### DOCUMENT PASSAGE
Each system contains roles, norms, and rules that can powerfully shape development (See Table 1.). For example, in order to understand the issues a learner is having with math, we can’t simply look at that individual and what challenges they face directly with the subject. We have to look at the interactions that occur between the teacher and the child. Perhaps the teacher needs to make modifications as well. The teacher may be responding to regulations made by the school, such as new expectations for students in math or constraints on time that interferes with the teacher’s ability to instruct. These new demands may be a response to national efforts to promote math and science deemed important by political leaders in response to relations with other countries at a particular time in history.
|Name of System||Description of System|
|Microsystems||Microsystems impact a child directly. These are the people with whom the child interacts such as parents, peers, and teachers. The relationship between individuals and those around them need to be considered. For example, to appreciate what is going on with a student in math, the relationship between the student and teacher should be known.|
|Mesosystems||Mesosystems are interactions between environments closely surrounding the individual. The relationship between parents and schools, for example, will indirectly affect the child.|
|Exosystem||Larger institutions such as the mass media or the healthcare system are referred to as the ecosystem. These have an impact on families, peers, and schools that operate under policies and regulations found in these institutions.|
|Macrosystems||We find cultural values and beliefs at the level of macrosystems. These larger ideals and expectations inform institutions that will ultimately impact the individual.|
|Chronosystem||All of this happens in a historical context referred to as the chronosystem. Cultural values change over time, as do the policies of educational institutions or governments in certain political climates. Development occurs at a point in time.|
According to the Bioecological theory, if the relationships in the immediate microsystem break down, the child will not have the tools to explore other parts of his environment. Children looking for the affirmations that should be present in the child/parent (or child/other important adult) relationship look for attention in inappropriate places. These deficiencies tend to show themselves in adolescence as anti-social behavior, lack of self-discipline, and inability to provide self-direction.
The major assumptions of The (Bio)Ecology of Human Development, have had widespread influence on the way psychologists and other social scientists approach the study of human beings and their environments. It has been said that before Bronfenbrenner, child psychologists studied the child, sociologists examined the family, anthropologists the society, economists the economic framework of the times, and political scientists the political structure.
As a result of Bronfenbrenner’s groundbreaking work in human ecology, these environments, from the family to economic and political structures, have come to be viewed as part of the life course from childhood through adulthood. The “bioecological” approach to human development broke down barriers among the social sciences and built bridges between the disciplines that have allowed findings to emerge about which key elements in the larger social structure, and across societies, are vital for optimal human development.
Application of the Theory: Head Start
Bronfenbrenner played an active role in the design of developmental programs, including being one of the founders of Head Start, the federal child development program. In 1965, his ideas and ability to translate them into operational research models and effective social policies spurred the creation of Head Start. One of the most successful and longest-running programs for stopping the cycle of poverty in the United States, Head Start has provided comprehensive education, health, nutrition, and parent involvement services to low-income children and their families.
######
### [TASK SET]
1 > In the passage on Bronfenbrenner's bioecological theory, what year did his ideas spur the creation of Head Start?
2 > Extend the passage on Bronfenbrenner's bioecological theory, starting after its final sentence about the services Head Start has provided to low-income children and their families.
### DATA ROWS
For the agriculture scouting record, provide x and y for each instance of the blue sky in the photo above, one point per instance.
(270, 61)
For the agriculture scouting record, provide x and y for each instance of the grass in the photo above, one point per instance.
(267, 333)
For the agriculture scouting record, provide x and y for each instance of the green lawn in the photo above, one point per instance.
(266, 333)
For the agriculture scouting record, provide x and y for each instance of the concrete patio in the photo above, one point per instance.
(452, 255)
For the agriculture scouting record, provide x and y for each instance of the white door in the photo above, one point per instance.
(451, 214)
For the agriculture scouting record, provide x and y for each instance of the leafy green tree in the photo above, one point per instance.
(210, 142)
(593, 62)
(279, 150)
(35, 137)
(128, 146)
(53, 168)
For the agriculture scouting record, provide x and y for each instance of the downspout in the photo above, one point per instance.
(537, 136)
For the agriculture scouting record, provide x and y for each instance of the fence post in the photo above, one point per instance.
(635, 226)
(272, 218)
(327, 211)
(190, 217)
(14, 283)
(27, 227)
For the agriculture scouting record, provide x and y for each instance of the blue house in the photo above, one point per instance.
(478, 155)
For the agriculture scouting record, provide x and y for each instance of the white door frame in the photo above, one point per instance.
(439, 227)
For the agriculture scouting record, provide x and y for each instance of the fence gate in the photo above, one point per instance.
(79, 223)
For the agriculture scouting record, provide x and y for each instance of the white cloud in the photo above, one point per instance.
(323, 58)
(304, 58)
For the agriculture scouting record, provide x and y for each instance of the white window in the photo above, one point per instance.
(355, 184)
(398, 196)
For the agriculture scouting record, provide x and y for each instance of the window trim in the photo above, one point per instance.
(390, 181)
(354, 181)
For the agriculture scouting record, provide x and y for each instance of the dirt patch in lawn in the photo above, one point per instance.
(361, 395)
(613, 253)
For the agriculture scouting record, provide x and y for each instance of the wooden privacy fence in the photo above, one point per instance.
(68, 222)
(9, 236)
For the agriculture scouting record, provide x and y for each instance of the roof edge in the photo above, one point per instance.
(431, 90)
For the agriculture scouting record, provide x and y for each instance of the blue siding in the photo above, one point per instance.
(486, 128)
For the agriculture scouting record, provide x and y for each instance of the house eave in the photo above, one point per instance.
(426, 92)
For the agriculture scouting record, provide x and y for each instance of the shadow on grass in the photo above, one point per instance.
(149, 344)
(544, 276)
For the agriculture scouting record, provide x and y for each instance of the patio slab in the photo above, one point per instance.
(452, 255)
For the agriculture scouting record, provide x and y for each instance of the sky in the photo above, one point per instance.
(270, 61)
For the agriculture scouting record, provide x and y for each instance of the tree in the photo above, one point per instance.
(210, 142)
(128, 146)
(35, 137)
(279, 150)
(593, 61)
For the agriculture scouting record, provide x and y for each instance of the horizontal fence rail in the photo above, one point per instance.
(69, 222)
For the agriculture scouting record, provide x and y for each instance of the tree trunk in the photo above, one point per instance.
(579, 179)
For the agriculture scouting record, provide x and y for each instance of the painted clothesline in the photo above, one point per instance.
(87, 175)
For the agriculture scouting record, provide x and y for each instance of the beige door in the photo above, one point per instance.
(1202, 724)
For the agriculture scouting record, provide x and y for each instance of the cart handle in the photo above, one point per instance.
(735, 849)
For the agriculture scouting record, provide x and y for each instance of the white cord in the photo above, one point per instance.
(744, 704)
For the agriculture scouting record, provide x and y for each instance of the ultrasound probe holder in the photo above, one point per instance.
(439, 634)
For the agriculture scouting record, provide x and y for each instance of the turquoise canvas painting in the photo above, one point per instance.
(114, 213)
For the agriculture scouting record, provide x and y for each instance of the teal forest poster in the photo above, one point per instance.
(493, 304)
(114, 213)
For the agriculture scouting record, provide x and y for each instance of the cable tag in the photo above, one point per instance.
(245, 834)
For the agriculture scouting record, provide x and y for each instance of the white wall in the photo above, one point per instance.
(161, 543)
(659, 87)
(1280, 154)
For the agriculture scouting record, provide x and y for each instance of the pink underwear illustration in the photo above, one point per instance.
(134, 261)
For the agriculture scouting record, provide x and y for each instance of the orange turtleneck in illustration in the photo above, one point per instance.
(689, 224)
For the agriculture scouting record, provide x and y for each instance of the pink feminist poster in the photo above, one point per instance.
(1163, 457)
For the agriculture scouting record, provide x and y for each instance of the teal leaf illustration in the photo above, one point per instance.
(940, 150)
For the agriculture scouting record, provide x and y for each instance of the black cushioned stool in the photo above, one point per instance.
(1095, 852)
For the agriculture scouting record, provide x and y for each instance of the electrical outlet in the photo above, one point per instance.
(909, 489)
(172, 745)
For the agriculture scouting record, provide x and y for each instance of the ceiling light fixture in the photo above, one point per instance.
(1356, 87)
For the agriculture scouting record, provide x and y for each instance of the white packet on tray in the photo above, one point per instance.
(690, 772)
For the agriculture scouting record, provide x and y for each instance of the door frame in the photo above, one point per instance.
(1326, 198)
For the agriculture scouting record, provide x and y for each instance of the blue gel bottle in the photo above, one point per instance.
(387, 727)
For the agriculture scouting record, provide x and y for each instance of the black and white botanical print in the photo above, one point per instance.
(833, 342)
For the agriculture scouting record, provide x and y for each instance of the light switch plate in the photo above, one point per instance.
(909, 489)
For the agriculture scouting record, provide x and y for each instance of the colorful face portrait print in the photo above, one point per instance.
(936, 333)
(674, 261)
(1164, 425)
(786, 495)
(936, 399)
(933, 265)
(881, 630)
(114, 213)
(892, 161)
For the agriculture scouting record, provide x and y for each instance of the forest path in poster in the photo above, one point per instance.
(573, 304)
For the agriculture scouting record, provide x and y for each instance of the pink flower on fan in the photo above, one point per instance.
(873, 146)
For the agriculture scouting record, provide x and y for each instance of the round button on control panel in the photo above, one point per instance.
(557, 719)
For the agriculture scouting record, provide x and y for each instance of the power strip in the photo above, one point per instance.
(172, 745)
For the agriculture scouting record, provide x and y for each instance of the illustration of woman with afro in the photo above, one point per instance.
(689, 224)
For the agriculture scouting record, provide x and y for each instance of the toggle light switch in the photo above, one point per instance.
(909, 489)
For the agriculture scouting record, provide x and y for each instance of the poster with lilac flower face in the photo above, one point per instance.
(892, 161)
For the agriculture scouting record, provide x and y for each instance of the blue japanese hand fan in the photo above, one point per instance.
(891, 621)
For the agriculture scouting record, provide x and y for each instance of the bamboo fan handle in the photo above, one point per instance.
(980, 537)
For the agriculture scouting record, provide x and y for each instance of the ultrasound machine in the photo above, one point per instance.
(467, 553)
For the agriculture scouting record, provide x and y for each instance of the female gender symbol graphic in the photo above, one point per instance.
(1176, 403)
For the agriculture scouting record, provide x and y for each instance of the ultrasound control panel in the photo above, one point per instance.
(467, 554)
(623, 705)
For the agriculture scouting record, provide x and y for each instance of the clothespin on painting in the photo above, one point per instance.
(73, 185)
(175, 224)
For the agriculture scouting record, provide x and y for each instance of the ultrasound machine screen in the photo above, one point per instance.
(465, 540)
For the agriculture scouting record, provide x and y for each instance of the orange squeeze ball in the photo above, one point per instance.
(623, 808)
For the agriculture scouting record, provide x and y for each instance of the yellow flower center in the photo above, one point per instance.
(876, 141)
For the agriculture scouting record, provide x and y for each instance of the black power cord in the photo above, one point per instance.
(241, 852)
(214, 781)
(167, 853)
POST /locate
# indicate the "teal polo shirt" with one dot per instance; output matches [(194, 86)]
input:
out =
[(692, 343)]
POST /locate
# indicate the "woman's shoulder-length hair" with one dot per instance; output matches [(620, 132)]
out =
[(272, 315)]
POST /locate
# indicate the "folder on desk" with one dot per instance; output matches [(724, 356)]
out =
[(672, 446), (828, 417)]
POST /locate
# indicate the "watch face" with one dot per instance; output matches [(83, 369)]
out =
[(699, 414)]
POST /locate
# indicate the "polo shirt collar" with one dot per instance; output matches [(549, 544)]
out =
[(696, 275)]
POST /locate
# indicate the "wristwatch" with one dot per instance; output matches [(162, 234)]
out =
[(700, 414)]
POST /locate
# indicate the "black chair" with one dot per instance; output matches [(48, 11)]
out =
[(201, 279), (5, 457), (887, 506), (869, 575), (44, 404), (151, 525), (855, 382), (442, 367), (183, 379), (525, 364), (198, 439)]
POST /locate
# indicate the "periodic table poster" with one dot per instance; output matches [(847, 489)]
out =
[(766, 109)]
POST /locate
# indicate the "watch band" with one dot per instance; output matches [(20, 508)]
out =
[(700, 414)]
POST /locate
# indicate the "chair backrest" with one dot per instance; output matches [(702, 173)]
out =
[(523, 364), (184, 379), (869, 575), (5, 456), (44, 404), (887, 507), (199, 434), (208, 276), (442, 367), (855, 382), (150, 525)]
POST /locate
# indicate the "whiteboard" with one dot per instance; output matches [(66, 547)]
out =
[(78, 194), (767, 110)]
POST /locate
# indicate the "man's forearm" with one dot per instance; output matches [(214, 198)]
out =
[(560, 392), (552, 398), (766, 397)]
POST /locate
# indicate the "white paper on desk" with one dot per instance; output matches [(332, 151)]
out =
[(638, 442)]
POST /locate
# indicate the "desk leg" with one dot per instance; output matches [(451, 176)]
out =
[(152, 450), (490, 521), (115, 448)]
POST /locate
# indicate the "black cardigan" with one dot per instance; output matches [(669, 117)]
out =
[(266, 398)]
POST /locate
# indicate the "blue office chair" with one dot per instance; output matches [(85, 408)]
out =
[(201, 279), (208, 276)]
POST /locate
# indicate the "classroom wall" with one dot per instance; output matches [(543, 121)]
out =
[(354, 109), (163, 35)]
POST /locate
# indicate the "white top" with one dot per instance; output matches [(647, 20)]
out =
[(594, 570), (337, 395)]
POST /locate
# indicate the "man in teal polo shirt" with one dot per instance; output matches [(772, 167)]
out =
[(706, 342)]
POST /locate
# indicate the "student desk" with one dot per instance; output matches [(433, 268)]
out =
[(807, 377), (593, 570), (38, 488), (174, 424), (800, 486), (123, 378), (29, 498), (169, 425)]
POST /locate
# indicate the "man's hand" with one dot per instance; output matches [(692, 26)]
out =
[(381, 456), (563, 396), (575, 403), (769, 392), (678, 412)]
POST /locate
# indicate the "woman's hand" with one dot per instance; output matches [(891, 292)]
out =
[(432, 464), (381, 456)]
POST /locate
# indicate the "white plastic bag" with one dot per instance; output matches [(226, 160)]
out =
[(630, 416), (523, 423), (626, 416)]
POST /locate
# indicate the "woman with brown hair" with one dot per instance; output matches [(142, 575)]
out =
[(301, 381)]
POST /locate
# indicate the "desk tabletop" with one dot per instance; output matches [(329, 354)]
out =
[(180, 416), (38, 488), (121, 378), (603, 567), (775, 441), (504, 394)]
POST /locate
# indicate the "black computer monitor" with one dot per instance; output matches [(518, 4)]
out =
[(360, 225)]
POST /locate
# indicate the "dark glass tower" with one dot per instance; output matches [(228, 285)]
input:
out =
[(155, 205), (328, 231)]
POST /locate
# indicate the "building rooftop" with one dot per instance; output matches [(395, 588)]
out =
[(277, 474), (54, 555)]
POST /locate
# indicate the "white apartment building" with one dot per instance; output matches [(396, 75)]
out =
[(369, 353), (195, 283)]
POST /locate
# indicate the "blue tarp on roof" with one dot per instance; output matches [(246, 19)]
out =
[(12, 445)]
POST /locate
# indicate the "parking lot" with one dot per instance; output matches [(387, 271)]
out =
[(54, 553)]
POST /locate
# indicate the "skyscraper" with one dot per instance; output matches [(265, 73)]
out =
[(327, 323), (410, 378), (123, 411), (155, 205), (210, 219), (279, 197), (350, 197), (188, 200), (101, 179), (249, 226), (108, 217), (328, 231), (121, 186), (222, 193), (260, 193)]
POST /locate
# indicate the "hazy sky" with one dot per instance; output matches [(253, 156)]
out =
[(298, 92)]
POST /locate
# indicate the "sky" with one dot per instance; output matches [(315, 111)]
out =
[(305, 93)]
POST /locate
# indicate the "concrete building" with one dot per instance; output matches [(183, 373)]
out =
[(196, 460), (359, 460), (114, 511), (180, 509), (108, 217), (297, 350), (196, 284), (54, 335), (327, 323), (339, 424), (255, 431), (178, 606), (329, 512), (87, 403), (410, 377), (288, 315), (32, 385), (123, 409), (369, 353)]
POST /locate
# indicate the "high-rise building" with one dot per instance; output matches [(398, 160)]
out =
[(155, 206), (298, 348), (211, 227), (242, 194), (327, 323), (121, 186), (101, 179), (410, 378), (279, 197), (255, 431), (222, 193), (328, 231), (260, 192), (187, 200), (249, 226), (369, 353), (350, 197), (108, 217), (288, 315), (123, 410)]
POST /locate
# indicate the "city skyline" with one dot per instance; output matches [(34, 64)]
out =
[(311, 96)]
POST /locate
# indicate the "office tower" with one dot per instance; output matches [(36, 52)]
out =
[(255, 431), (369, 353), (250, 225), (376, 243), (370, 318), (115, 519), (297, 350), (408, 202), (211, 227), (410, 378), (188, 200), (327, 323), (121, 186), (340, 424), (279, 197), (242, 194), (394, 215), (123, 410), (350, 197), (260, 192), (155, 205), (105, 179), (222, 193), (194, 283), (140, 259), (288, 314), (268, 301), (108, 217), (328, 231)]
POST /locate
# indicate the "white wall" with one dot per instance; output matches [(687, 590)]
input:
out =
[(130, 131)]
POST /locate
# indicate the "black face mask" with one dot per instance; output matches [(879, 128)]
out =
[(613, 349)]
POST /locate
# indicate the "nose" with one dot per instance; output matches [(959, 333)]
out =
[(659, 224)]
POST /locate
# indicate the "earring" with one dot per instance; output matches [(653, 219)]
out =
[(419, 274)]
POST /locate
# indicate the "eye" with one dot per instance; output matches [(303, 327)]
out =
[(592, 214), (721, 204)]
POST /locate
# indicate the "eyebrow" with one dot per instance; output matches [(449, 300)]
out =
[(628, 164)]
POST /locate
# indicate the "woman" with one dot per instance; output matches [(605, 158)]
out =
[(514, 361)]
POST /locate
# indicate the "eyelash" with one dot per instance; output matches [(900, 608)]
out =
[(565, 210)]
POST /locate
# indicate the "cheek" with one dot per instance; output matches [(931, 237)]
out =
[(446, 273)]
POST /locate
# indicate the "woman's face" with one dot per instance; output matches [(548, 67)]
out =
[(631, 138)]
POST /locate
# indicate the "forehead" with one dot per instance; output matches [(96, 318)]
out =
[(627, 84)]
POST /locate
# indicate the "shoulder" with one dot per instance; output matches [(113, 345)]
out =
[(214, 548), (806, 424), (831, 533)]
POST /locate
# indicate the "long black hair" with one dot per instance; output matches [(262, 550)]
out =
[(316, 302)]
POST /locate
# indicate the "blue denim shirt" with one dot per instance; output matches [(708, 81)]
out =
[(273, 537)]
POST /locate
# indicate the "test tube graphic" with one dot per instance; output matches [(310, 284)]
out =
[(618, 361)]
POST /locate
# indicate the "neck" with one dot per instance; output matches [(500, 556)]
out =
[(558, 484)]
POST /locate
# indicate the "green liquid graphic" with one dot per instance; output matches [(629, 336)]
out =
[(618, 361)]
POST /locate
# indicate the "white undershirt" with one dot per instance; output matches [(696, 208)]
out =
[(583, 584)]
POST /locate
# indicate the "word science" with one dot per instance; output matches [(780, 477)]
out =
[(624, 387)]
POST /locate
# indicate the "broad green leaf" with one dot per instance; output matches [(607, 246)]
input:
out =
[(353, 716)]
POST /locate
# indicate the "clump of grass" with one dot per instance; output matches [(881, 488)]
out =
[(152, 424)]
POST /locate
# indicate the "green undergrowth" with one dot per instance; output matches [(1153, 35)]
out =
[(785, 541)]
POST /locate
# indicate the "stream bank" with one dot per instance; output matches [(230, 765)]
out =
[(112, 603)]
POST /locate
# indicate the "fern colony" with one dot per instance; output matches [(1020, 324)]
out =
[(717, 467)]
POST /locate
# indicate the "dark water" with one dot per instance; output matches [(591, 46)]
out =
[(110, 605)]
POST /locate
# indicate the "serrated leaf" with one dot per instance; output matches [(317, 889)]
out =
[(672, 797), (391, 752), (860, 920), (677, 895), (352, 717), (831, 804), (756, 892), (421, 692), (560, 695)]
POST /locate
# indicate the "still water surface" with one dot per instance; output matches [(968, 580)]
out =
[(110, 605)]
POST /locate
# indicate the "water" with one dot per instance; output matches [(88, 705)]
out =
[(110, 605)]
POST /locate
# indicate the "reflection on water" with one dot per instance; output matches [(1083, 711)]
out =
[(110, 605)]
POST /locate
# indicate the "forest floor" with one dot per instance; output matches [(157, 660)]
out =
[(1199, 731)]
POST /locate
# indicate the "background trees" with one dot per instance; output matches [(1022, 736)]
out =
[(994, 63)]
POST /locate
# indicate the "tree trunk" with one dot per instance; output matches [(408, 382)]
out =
######
### [ANSWERS PROVIDED]
1 > 1965

2 >
The following quote from Bronfenbrenner’s obituary highlights the ways his work impacted the world:
“[Bronfenbrenner] spent many of his later years warning that the process that makes human beings human is breaking down as disruptive trends in American society produce ever more chaos in the lives of America’s children. ‘The hectic pace of modern life poses a threat to our children second only to poverty and unemployment,’ he said. ‘We are depriving millions of children—and thereby our country—of their birthright… virtues, such as honesty, responsibility, integrity, and compassion.'”
The Human Ecology Framework
The human ecology framework assumes that families interact within multiple environments that mutually influence each other. These environments include the biophysical (personal variables), the microsystem (the systems in immediate surroundings, such as family, neighborhood, church, work, or school), the mesosystem (the ways in which these immediate systems connect, such as the relationships between family and work), the exosystem (the larger social system, such as the stress of another family member’s job), and the macrosystem (the cultural values and the larger social system, such as immigration policy that influences admission and social system access).
In the context of a refugee family, the family might be influenced by their biophysical (e.g., whether or not members were injured as they fled the persecution), their microsystem (e.g., parental conflict while fleeing), their mesosystem (e.g., teachers and school personnel who are struggling with their own trauma from fleeing conflict and thus their ability to provide robust services is impaired), their exosystem (e.g., local leaders who do not consult with women living in shelters regarding their resources needs and don’t provide feminine hygiene products or children’s toys), and countless other environments. The family may have access to and be able to directly influence their mesosystem and at the same time feel powerless to make changes in the exosystem. Each of these environments will contribute to their coping.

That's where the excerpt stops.